§ VOTRE OBJECTIF
Poursuivez le texte ci-dessous sur l'aide à mourir, en reprenant juste après sa dernière phrase.

§ TEXTE FOURNI

=-=-=

Comment puis-je être dépositaire d’une telle « toute puissance » qui m’autoriserait à affirmer que cet individu est « libre » de choisir de mourir, et « libre » d’être assisté pour mourir ?
Comment réagirais-je si c’était une personne de 40 ans qui me sollicitait ?
Cette question posée incombe-t-elle nécessairement à un psychiatre ?
Pourquoi un médecin, un philosophe, un enfant, une personne de confiance ne pourraient-elles pas (aussi bien) se prononcer ?
Comment attester, non pas pour « vivre », mais cette fois, pour aider à « mourir » de manière assistée.
Mais refuser, c’est renvoyer à un collègue qui devrait se frotter à cette question cruciale
et c’est obliger cet usager à solliciter d’autres psychiatres à qui il faudra bien expliquer le but de la demande.
Je n’ai pas envie de me « décharger » de cette sollicitation ; de me défausser, surtout en période de Covid-19, de confinement et de couvre-feu.
Je dois attester de la lucidité et de la liberté de conscience et de décision.
Je connais le cas d’un homme, chef d’entreprise, qui avait décidé de mettre fin à ses jours à 80 ans, pour ne pas peser sur sa famille. Il a réalisé sa promesse en toute lucidité et en bonne santé. Moi-même, je réfléchis à la question de mettre fin à mes jours volontairement à une date raisonnable, s’il m’était permis de l’atteindre (82 ans). Et je me dis que dans le contexte actuel de menace et de contrôle sur nos libertés fondamentales, ce pourrait bien être la dernière liberté qu’il me restera.
Car la question est celle du moment physiologique où nous allons passer de la liberté d’arbitrer à une situation déficitaire qui peut s’installer plus ou moins progressivement. À ce moment-là, l’expérience existentielle et clinique nous montre que le ressort vital nous pousse toujours du côté de la (sur) vie.
J’ai des amis flamboyants tels Boris Pahor, 107 ans, rescapé du Struthof et de Dachau.
Ou le Dr Françoise Lagabrielle (97 ans) qui incarne le fait que l’on peut avoir éternellement 20 ans dans sa tête.
M. Meyer effectuera son dernier voyage juste avant le re-confinement.
Les témoins ont rapporté sa lucidité et sa générosité affective lors de ses dernières heures.
Il a laissé comme dernières volontés le souhait qu’on organisât une fête pour célébrer sa mort.
Attestation
Je soussigné, Dr Federmann Georges Yoram, atteste avoir examiné M. Meyer, domicilié près de Strasbourg.
C’est un homme de 92 ans (il est né en 1928 dans une Brasserie à Schiltigheim, où sa mère était portière et son père chauffeur personnel du patron).

=-=-=

§ DONNÉES À ANALYSER
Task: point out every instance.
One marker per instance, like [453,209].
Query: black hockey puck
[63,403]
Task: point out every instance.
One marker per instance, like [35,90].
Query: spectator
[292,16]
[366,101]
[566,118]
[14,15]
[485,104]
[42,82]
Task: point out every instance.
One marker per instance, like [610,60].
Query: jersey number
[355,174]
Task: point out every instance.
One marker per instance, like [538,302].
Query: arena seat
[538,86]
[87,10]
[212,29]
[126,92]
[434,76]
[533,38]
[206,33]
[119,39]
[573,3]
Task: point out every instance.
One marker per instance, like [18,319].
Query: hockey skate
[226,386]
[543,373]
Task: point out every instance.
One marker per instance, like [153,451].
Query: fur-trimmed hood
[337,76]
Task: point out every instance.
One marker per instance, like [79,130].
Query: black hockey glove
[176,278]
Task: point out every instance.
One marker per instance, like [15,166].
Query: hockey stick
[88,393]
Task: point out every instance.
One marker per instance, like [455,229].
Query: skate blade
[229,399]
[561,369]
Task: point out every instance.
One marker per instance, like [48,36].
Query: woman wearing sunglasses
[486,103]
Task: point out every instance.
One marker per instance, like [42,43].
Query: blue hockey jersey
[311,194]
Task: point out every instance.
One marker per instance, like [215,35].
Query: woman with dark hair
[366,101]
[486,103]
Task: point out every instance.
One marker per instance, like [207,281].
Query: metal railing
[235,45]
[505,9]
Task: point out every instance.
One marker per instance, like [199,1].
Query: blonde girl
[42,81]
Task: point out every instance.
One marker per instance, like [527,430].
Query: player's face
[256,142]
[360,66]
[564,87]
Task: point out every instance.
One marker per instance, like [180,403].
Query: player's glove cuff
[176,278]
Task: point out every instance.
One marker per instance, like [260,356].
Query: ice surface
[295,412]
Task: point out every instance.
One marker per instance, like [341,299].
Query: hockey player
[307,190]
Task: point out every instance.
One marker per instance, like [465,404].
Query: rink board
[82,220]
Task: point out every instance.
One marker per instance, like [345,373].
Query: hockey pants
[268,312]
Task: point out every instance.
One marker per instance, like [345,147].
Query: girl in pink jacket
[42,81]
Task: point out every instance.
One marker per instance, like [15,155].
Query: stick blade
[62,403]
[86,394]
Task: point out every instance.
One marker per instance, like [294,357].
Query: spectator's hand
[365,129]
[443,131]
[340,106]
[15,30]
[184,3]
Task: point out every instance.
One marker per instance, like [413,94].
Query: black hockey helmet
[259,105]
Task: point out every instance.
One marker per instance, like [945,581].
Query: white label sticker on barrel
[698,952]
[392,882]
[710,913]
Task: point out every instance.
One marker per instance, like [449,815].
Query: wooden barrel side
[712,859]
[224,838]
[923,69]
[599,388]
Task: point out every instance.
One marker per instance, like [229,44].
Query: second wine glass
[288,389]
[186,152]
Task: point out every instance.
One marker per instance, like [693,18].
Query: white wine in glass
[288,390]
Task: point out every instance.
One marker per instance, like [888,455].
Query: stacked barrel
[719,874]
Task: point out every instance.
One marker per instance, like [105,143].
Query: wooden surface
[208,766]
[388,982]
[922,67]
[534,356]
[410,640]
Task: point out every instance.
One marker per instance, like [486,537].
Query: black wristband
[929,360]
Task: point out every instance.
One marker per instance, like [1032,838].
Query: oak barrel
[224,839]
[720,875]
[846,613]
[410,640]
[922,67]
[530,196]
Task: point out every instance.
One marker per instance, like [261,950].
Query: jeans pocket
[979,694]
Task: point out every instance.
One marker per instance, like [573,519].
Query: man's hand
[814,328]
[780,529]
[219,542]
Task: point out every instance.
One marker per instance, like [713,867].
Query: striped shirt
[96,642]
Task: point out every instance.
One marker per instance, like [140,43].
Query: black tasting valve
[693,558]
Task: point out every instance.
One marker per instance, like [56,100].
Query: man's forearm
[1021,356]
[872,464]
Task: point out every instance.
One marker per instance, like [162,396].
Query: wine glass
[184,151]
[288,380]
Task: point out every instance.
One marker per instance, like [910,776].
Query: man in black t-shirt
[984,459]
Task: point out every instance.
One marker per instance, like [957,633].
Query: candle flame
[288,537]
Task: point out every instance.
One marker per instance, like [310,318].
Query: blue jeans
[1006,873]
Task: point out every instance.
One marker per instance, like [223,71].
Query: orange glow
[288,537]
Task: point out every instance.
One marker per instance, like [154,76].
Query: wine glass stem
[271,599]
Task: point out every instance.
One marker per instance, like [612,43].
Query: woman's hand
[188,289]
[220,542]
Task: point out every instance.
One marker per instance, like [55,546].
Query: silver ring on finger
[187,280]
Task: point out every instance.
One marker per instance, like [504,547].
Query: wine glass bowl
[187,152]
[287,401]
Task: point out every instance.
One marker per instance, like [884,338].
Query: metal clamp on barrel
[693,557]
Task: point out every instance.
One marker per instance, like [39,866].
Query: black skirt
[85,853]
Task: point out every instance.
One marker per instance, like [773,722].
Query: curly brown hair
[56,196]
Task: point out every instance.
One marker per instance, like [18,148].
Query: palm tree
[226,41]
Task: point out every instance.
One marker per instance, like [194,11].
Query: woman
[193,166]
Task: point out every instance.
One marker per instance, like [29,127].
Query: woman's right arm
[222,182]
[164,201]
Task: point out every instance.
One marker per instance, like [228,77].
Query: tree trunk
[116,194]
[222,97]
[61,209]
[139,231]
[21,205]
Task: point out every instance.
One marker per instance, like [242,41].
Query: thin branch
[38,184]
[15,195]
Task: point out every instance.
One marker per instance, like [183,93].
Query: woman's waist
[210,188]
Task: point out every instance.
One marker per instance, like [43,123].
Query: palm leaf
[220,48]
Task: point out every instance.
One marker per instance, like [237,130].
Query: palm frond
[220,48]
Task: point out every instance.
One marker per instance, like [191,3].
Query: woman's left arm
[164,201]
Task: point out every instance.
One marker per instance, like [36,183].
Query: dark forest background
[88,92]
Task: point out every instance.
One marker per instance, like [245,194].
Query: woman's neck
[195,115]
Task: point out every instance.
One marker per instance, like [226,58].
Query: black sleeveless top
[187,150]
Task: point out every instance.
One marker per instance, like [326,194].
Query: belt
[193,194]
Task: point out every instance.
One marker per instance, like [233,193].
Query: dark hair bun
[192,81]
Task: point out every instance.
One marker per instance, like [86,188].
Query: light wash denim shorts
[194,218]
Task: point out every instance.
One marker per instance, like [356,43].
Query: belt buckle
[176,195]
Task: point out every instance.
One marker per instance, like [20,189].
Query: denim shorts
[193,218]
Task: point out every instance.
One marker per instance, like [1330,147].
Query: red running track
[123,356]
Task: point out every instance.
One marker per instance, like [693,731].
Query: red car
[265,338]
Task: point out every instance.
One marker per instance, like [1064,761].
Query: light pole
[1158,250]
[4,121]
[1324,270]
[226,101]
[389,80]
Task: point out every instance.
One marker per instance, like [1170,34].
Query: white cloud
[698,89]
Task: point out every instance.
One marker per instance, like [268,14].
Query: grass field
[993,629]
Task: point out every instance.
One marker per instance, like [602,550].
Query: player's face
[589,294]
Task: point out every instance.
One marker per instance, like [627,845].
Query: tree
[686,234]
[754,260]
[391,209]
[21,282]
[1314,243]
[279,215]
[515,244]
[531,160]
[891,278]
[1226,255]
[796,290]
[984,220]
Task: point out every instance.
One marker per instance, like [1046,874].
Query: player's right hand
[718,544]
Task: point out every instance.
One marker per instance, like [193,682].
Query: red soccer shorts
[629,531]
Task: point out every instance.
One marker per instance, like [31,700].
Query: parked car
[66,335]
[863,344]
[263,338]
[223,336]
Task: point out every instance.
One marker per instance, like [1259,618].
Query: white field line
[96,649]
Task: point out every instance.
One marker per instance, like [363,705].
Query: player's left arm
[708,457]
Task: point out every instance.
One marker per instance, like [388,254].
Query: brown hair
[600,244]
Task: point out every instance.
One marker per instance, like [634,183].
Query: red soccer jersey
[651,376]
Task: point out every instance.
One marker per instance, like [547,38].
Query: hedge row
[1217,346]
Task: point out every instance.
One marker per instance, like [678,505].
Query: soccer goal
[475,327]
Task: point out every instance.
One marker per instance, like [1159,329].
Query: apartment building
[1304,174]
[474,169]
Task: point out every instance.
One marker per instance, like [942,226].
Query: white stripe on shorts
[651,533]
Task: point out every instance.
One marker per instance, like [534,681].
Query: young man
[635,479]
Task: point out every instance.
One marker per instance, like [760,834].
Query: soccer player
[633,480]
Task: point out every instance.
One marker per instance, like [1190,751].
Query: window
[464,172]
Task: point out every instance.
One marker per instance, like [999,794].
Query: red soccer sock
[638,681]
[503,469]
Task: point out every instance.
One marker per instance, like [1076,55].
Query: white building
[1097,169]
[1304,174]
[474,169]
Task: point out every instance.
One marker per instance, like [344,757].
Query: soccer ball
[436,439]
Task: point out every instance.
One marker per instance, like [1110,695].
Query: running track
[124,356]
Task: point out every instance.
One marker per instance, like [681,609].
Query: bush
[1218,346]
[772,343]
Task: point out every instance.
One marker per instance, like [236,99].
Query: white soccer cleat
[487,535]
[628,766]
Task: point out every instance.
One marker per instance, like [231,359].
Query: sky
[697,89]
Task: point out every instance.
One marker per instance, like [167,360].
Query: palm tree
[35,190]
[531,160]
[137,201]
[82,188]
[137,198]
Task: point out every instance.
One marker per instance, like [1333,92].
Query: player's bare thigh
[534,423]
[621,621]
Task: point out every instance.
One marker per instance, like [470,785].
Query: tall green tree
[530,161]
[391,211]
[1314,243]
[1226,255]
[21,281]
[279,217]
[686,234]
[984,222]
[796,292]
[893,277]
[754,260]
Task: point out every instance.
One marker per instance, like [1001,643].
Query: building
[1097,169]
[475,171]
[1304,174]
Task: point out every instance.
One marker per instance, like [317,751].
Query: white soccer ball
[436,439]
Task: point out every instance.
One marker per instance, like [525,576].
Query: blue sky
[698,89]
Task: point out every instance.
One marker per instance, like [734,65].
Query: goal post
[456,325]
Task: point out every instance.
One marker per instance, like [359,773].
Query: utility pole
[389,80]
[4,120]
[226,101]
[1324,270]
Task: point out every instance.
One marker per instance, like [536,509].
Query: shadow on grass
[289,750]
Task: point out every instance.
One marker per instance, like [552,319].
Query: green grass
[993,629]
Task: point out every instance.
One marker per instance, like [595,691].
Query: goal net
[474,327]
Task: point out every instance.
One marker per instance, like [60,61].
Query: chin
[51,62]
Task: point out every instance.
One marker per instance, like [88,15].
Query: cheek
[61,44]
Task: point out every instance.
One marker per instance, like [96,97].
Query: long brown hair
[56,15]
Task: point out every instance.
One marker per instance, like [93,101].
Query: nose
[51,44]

=-=-=

§ RÉSULTAT OBTENU
Il est fier d’avoir été chaudronnier et revendique des positions antinazies au moment de l’annexion de l’Alsace.
Il a idéalisé sa vie familiale et conjugale et garde dans son cœur la mémoire de Renée, sa chère épouse, décédée en mars 2020.
Il l’avait rencontrée « à la chorale de l’Église protestante » de Schiltigheim.
« Je me considère comme prisonnier », dit-il pour décrire sa situation en Maison de retraite.
M. Meyer est bien une personnalité autonome, capable de discernement, disposant de capacités cognitives préservées (jugement libre et approprié avec des considérations politiques et sociales riches et solidaires/ bonne mémoire, même si parfois la capacité associative est un peu ralentie).
Sa capacité d’évaluation est intacte et il est capable de prendre une décision lourde de conséquences, et de la mettre en action selon sa propre volonté et sans influence d’autrui.
Sa volonté n’est influencée ni par une tierce personne, ni par des médicaments ni par une quelconque affection psychique.
J’ai personnellement accepté de remplir ces missions d’examen et de rédaction de l’attestation médicale qui sont compliquées et douloureuses, moralement, pour moi, mais j’ai conscience d’avoir face à moi un sujet, libre et indépendant, que j’accepte d’accompagner dans sa volonté de « mourir dans la dignité ».
Je note que je rejoins l’avis du Dr Aaron, généraliste à Wissembourg.
J’ai remercié, à la fin de l’entretien, M. Meyer pour ce qu’il m’a apporté et il m’a répondu « qu’il emmenait quelque chose de moi ».
Je l’ai accompagné jusqu’à l’ambulance qui devait le ramener chez lui pour un dernier adieu, conscient que je ne reverrai plus ce « frère en humanité ».